Reproduce word for word the lines of the records starting with the line that contains "Could you please indicate the bed leg" and going on through the last line of the records, and output nothing else.

= Task material =
--- Start ---

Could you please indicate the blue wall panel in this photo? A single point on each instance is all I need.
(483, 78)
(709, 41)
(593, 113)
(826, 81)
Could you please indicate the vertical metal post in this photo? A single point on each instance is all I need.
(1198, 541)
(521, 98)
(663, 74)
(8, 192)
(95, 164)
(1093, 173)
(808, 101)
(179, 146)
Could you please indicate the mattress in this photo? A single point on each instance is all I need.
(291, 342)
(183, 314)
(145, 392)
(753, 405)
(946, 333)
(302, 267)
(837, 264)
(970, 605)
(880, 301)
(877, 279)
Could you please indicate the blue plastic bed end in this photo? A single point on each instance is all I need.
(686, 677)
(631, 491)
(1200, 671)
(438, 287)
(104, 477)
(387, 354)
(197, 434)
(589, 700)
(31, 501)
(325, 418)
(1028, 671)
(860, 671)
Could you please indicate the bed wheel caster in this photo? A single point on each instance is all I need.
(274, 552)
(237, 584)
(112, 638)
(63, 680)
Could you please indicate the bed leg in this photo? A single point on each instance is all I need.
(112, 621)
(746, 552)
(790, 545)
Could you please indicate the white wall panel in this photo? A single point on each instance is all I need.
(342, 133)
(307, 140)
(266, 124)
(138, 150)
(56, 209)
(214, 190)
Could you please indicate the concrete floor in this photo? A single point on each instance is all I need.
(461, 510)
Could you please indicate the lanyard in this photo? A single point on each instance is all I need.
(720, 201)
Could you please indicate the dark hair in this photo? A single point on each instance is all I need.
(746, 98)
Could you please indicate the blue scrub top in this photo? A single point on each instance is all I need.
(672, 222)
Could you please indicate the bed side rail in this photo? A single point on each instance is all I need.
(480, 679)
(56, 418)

--- End ---

= Task response =
Could you please indicate the bed leg in this photo? A single point on each instance is all I need.
(112, 621)
(746, 552)
(790, 545)
Could you please indicate the white wall panel in this photo? A single point on each instance is all I need.
(342, 133)
(307, 140)
(266, 124)
(138, 150)
(56, 209)
(214, 190)
Could you please indicate the concrete floor in this photo? A single point on each instance is all I need.
(461, 510)
Could you please indicate the lanyard in this photo? A single point on each instance is all I need.
(720, 201)
Could you please indicate the dark hair in this photo? A single point on each instance is all I need.
(746, 98)
Could you please indicate the blue scrub top in this photo? A single point on each instance is all I need.
(672, 222)
Could you please indicate the bed side rail in this photo? A single point on each instance is all I need.
(480, 679)
(56, 418)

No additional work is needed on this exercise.